§ **Material to process**:
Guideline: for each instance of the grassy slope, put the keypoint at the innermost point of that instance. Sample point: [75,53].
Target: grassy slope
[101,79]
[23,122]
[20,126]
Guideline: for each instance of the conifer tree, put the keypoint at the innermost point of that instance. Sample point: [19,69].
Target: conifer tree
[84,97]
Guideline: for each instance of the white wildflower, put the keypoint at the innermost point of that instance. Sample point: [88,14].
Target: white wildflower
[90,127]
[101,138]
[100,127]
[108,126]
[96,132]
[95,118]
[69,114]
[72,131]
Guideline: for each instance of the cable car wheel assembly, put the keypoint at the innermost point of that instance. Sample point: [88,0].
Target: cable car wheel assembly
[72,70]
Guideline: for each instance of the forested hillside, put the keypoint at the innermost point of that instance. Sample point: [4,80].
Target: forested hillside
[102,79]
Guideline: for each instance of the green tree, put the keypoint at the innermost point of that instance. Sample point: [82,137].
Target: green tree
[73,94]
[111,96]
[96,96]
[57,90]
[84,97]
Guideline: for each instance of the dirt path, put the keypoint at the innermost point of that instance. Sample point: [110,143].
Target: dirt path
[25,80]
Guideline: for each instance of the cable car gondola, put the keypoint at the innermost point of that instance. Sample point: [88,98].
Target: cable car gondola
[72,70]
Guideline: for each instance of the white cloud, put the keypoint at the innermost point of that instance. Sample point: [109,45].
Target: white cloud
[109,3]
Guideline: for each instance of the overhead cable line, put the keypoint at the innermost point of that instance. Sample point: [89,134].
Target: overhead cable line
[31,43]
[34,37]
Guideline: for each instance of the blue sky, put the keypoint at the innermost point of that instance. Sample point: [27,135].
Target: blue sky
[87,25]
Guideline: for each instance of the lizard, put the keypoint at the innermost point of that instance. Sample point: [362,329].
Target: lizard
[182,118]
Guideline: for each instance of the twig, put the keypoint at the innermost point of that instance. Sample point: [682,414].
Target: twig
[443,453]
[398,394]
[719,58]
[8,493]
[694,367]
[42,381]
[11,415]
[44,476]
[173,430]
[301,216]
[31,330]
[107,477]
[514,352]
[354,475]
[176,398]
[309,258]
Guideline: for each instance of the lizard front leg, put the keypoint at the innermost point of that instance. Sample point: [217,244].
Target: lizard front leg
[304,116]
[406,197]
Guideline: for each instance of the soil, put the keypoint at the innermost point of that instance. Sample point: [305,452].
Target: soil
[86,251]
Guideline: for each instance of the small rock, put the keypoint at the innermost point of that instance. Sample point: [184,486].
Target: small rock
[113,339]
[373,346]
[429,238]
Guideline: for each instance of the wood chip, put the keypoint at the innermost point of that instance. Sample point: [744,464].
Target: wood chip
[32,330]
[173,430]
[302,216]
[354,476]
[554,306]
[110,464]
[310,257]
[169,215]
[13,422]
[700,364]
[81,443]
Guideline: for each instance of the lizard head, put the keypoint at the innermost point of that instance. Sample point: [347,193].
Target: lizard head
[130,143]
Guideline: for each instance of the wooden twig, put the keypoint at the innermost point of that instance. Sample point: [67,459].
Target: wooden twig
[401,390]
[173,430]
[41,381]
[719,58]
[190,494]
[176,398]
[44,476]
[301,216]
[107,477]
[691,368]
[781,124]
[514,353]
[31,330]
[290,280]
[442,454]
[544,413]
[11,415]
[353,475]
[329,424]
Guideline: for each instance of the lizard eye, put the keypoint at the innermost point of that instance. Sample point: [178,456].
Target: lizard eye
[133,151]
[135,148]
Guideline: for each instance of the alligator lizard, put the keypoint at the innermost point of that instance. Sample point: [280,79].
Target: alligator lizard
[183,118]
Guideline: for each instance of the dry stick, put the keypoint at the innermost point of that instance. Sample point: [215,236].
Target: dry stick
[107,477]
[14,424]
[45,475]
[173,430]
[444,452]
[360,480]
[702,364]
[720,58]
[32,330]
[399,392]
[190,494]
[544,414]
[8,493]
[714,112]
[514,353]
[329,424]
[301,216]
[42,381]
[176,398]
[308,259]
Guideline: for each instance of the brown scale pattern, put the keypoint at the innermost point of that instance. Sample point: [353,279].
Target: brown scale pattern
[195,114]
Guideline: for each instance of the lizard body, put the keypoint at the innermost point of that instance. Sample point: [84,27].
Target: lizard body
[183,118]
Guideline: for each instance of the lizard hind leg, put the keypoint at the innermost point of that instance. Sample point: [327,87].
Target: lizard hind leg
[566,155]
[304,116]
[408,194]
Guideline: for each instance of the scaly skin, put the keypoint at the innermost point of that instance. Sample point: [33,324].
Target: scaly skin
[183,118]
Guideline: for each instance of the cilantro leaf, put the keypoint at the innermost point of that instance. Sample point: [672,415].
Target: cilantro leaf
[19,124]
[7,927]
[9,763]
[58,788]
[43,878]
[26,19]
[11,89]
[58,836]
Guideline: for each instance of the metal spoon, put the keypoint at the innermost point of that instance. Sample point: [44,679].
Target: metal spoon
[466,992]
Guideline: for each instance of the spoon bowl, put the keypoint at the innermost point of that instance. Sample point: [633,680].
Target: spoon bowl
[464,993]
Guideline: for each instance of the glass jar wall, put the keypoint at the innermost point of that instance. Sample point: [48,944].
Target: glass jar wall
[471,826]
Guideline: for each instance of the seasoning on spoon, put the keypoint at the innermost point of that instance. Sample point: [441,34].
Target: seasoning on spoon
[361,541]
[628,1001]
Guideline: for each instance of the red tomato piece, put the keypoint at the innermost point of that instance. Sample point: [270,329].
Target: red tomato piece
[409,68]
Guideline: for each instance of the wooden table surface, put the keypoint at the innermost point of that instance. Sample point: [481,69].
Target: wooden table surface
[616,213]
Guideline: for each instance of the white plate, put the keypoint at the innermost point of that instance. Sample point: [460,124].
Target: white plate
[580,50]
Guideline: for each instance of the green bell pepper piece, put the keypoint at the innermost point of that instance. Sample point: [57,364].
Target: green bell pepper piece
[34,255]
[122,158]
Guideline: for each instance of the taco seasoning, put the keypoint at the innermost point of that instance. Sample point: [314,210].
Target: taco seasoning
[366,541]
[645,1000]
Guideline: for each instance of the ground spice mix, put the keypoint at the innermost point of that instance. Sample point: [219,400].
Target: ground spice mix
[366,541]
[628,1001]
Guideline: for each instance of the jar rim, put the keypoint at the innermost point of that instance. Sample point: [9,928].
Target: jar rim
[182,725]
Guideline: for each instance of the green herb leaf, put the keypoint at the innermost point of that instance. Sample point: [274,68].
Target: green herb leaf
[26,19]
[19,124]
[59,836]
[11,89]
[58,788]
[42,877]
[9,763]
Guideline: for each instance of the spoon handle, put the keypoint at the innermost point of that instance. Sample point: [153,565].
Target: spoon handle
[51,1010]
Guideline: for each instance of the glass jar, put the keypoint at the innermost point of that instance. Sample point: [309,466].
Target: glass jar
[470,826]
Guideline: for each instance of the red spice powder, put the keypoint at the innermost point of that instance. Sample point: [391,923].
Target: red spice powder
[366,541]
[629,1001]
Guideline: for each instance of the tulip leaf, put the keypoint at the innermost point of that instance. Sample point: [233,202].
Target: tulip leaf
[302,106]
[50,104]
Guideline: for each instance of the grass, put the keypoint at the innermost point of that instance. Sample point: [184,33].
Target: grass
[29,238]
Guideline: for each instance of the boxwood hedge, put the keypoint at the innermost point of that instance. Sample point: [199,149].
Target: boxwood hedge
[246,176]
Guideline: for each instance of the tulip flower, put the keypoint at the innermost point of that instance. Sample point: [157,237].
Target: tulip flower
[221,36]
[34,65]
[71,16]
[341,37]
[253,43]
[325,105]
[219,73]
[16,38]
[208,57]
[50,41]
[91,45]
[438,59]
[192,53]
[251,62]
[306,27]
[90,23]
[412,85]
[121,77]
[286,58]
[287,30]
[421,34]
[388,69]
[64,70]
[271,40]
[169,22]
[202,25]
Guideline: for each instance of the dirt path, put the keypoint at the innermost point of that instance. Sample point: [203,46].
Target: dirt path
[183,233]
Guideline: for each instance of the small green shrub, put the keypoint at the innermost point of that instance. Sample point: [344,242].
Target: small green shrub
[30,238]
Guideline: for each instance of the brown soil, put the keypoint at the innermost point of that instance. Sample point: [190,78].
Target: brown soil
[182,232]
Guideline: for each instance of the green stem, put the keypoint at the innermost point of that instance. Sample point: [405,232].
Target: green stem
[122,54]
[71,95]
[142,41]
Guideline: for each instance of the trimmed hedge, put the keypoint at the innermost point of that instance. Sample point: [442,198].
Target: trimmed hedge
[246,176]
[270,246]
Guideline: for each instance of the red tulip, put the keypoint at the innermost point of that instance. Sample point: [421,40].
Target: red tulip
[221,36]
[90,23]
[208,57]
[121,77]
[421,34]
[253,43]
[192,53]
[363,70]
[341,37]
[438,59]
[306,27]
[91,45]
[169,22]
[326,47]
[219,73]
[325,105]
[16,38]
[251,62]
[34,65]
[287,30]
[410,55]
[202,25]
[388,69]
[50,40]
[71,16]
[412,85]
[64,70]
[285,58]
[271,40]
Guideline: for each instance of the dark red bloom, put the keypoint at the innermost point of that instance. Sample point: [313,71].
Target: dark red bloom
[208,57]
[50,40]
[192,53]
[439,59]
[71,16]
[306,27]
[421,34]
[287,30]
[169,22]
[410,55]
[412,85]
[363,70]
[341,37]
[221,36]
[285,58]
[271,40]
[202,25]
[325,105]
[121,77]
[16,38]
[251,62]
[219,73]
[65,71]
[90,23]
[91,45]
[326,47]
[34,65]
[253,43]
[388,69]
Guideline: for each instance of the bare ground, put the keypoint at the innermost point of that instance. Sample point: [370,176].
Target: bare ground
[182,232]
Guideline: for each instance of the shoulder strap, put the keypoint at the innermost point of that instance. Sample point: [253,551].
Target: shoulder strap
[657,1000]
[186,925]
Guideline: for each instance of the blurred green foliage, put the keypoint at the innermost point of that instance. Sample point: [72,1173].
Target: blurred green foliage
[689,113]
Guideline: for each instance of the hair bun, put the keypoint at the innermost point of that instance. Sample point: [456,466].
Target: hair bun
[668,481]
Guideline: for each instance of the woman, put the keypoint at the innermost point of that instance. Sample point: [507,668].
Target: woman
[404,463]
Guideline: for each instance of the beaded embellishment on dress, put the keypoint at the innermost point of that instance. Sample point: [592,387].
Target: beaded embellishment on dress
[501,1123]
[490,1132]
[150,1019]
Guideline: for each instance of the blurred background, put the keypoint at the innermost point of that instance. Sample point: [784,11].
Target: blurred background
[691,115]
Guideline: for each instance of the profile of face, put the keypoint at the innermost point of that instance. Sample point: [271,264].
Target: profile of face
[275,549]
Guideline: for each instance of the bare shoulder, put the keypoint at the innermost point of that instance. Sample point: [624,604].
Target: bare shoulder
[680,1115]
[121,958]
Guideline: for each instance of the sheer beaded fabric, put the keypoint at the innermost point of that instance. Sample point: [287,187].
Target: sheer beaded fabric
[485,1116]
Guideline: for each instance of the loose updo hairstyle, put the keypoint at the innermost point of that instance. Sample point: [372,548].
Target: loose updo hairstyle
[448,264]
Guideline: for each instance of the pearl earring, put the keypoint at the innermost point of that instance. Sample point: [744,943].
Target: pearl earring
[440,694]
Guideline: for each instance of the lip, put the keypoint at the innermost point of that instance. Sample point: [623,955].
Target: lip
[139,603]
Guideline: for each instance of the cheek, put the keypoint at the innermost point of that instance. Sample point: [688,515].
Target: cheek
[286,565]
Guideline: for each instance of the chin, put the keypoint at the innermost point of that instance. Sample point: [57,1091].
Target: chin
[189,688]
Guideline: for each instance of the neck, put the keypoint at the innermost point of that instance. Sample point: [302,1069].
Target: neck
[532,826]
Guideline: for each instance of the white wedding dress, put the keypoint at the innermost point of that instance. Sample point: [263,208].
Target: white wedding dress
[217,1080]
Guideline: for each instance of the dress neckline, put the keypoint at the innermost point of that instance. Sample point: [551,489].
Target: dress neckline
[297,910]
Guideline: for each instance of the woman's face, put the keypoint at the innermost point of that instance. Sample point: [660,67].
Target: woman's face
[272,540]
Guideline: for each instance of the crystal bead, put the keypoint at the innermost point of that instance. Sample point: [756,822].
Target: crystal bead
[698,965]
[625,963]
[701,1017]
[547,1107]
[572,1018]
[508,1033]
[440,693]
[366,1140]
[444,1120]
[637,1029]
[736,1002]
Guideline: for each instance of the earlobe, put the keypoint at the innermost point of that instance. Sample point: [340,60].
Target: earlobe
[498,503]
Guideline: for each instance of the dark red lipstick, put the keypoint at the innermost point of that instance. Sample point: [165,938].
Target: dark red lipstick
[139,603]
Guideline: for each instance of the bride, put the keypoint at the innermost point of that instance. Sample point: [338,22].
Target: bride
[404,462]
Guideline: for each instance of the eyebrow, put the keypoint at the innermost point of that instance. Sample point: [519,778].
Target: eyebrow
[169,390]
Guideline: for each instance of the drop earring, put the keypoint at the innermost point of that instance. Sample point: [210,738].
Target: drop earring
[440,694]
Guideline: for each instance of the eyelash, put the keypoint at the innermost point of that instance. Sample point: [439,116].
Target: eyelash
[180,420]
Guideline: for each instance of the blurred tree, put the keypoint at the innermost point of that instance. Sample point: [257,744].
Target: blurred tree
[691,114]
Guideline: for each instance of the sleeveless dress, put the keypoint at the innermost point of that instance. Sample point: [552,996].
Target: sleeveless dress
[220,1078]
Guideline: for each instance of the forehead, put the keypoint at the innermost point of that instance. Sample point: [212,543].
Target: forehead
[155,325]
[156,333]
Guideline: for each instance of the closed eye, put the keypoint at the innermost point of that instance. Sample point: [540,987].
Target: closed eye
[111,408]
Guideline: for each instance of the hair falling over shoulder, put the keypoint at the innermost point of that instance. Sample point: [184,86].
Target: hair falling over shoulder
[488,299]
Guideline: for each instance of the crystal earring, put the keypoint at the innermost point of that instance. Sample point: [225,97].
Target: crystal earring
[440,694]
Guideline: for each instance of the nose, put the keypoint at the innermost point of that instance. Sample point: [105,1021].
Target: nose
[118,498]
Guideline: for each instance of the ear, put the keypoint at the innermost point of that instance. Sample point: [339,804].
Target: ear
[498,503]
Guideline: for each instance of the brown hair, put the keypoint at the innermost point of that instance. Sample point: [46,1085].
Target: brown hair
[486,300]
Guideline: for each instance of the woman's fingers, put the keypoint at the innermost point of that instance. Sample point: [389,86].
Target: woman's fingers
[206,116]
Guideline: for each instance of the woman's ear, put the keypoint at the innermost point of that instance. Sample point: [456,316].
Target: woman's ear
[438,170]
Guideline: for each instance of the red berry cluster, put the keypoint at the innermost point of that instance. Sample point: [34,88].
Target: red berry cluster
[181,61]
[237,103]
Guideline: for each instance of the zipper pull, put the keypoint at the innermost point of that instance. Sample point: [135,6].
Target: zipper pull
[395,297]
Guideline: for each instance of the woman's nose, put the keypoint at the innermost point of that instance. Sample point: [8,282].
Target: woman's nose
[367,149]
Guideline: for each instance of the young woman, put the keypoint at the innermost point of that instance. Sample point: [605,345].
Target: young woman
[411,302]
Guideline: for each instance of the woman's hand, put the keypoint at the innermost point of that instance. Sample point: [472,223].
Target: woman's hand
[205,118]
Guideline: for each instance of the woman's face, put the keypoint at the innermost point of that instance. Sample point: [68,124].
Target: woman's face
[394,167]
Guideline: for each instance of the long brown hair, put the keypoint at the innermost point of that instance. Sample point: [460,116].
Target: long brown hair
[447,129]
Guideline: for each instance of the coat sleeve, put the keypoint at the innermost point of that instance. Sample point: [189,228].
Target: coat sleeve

§ **What to do**: Give again only the lines of the material above that run from the one with "Guideline: for each instance of the zipper" through the end, both included, exactly as they appear.

§ **Reply**:
Guideline: for each instance of the zipper pull, put the keypoint at the innermost point of that instance. Sample point: [135,6].
Target: zipper pull
[395,297]
Guideline: for each instance of the woman's nose, put the keypoint at the innermost point of that instance. Sample point: [8,282].
Target: woman's nose
[367,149]
Guideline: for each instance of the young woman, put the keypoint at the innermost point of that instance. Sample point: [605,345].
Target: young woman
[411,302]
Guideline: for each instance of the woman's hand, put the keypoint at the innermost point of that instance. Sample point: [472,223].
Target: woman's hand
[205,118]
Guideline: for each instance of the woman's face, put the keypoint at the innermost point of that instance. Sample point: [68,124].
Target: woman's face
[394,167]
Guideline: for each instance of the long brown hair, put the keypoint at the innermost point of that instance. Sample point: [460,116].
Target: long brown hair
[447,129]
Guideline: for each instance of the coat sleeve, put the keypoint at the innermost point of that instance. Sample point: [189,228].
Target: coat sleeve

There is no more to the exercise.